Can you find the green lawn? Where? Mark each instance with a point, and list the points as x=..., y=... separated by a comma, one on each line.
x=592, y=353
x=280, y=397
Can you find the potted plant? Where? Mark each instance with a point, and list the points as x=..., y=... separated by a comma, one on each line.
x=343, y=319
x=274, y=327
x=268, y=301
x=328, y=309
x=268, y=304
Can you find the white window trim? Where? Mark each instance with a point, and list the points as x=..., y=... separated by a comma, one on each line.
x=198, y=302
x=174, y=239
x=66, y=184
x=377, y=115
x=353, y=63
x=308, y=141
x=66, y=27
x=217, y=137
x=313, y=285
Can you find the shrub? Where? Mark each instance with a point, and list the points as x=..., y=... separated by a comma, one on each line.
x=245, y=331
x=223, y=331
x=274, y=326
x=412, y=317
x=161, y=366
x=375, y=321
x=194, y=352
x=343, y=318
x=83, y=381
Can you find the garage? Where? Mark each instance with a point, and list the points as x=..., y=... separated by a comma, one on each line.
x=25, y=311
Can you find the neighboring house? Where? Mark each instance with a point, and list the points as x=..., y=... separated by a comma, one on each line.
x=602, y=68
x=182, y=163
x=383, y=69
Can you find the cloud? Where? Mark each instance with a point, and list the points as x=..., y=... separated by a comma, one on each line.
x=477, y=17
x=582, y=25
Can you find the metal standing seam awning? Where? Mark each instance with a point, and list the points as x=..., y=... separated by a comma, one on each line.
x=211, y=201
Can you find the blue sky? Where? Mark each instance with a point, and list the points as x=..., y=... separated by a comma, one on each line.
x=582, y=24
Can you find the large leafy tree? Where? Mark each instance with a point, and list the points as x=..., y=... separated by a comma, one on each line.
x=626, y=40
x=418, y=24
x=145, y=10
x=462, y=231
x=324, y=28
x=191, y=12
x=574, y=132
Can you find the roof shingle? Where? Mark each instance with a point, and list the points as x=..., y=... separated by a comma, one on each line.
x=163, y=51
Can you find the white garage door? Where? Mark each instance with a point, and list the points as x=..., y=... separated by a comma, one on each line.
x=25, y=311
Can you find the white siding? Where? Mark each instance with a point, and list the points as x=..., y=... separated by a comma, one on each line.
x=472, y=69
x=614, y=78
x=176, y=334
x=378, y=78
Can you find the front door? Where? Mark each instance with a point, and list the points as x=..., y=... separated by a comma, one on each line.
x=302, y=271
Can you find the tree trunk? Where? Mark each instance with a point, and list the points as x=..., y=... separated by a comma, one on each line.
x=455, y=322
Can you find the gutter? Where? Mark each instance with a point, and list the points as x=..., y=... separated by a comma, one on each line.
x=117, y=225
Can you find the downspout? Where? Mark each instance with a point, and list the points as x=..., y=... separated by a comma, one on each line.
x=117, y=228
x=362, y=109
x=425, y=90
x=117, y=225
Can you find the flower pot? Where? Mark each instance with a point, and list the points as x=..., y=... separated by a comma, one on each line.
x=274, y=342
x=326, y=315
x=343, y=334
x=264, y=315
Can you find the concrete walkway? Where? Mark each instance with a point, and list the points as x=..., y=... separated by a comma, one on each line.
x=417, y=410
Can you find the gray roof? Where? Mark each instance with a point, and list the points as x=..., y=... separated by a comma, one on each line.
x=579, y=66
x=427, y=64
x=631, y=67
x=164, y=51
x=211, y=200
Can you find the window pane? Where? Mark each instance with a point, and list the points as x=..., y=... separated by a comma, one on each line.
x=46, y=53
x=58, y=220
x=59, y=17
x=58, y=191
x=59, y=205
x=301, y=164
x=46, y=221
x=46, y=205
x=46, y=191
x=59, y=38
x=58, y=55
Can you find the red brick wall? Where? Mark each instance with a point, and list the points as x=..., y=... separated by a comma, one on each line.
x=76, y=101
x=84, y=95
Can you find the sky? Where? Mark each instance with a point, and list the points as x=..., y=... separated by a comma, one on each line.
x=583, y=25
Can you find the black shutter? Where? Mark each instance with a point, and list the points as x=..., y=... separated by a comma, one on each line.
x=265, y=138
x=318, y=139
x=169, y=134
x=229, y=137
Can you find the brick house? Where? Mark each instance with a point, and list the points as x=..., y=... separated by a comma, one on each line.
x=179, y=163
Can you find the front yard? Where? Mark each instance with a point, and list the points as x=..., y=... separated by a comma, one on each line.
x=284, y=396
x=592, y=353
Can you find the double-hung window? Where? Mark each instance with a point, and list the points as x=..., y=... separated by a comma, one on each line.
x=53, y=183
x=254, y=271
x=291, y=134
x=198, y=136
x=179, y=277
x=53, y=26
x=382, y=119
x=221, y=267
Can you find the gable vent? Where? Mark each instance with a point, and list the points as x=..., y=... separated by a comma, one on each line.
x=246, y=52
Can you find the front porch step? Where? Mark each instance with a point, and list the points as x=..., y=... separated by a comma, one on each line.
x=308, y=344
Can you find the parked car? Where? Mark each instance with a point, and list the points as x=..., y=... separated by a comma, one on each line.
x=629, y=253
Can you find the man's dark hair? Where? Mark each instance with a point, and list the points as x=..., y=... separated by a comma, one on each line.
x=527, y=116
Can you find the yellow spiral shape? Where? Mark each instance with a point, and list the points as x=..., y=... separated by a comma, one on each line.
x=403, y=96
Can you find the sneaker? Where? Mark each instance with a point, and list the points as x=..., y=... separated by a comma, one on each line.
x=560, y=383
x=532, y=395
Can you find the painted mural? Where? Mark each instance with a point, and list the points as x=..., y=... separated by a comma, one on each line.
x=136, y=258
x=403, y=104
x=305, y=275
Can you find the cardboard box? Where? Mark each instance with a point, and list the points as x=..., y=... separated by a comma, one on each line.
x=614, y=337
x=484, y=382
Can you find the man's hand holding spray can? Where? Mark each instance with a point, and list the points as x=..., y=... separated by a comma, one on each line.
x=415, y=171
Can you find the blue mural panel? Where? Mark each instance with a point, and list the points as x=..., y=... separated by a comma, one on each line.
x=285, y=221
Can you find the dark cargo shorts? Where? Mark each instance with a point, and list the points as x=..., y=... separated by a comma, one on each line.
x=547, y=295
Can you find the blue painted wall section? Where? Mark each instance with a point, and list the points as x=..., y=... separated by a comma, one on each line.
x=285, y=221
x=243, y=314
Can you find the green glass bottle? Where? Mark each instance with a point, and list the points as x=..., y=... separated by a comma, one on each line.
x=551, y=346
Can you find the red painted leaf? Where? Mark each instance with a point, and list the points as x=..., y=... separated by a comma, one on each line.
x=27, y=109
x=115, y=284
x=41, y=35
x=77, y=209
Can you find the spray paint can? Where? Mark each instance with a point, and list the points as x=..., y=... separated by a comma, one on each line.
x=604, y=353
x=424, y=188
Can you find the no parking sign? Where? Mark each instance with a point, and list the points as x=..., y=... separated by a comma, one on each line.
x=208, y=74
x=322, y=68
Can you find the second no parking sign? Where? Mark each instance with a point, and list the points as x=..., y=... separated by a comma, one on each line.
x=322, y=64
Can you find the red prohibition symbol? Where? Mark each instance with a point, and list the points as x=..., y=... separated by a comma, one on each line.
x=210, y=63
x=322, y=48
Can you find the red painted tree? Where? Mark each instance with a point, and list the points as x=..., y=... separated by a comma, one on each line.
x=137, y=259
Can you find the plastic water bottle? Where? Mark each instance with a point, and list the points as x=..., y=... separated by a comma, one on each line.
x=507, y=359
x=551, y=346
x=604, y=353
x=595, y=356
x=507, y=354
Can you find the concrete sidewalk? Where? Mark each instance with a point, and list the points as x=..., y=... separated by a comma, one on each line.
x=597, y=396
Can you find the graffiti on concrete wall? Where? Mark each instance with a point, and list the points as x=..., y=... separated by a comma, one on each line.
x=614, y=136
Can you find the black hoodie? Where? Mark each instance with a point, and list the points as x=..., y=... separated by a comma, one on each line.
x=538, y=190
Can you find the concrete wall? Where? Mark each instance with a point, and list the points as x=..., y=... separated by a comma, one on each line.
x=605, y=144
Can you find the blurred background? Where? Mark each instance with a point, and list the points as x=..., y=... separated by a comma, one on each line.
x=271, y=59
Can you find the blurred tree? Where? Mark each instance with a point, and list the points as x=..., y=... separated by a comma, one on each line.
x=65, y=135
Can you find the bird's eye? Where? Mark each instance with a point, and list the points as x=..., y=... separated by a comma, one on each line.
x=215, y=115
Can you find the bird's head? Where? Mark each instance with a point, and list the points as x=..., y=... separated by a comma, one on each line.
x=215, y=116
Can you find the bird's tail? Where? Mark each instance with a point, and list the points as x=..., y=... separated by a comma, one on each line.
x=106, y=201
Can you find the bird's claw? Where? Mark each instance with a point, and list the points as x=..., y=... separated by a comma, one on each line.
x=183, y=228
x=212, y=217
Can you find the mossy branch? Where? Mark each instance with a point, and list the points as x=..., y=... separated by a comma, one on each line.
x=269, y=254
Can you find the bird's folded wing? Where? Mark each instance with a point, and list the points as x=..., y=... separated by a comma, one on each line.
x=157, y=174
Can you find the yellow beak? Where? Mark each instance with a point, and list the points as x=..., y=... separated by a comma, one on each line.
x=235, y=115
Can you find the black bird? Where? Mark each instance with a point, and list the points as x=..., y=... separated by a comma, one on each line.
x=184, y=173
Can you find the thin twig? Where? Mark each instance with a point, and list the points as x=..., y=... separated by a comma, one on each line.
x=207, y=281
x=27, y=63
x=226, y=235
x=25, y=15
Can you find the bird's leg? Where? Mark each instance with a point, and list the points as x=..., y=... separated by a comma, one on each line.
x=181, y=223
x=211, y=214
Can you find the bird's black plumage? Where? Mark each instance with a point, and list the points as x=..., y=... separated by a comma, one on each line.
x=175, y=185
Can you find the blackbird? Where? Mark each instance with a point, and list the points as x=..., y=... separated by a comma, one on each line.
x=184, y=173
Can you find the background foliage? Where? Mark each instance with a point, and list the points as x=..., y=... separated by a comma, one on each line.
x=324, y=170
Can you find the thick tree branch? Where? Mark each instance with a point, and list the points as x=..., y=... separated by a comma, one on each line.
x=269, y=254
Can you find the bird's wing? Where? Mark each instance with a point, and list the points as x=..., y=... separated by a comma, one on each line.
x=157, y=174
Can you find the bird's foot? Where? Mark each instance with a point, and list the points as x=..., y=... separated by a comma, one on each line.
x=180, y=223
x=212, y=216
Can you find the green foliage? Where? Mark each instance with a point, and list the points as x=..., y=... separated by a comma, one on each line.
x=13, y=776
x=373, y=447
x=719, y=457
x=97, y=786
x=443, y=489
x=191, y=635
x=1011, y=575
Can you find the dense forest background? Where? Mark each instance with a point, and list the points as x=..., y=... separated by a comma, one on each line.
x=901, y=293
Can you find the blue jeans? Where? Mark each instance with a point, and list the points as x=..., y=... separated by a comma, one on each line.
===
TASK DESCRIPTION: Rewrite the lines starting with the line containing "Can you find the blue painted" and going on through the line containing "x=614, y=136", replacing "spray paint can" with "aerosol paint can" and leaving everything else unchanged. Give only those lines.

CORRECT RESULT:
Can you find the blue painted wall section? Where? Mark each instance with a point, and list the points as x=..., y=... separated by a comma, one on each line.
x=285, y=221
x=243, y=314
Can you find the green glass bottle? Where? Mark each instance with a point, and list the points as x=..., y=... separated by a comma, one on each line.
x=551, y=346
Can you find the red painted leaf? Where? Mark each instance with a point, and list the points as x=..., y=... separated by a comma, one on each line.
x=27, y=109
x=115, y=284
x=41, y=35
x=77, y=209
Can you find the aerosol paint can? Where? Mark each instance with a point, and list the points as x=..., y=... separated by a comma, one on each line.
x=604, y=353
x=424, y=188
Can you find the no parking sign? Where? Mark each instance with a point, and list the points as x=..., y=... separated by a comma, one on each line.
x=208, y=74
x=322, y=68
Can you find the second no parking sign? Where? Mark each instance with a point, and list the points as x=..., y=... separated by a comma, one on each line.
x=322, y=64
Can you find the red prohibition symbol? Where? Mark each instance with a point, and list the points as x=..., y=... separated by a comma, one on each line.
x=210, y=63
x=322, y=48
Can you find the red painted tree? Where? Mark each instance with a point, and list the points as x=..., y=... separated by a comma, one on each line.
x=137, y=259
Can you find the plastic water bottle? Where? Mark each instance with a point, and list the points as x=..., y=... separated by a comma, one on each line.
x=507, y=359
x=551, y=346
x=604, y=353
x=595, y=356
x=507, y=354
Can you find the concrete sidewalk? Where? Mark each instance with a point, and list the points as x=..., y=... separated by a comma, one on each line.
x=597, y=396
Can you find the graffiti on concrete wall? Where? Mark each instance with a point, and list the points as x=..., y=... separated by a comma, one on each line.
x=614, y=136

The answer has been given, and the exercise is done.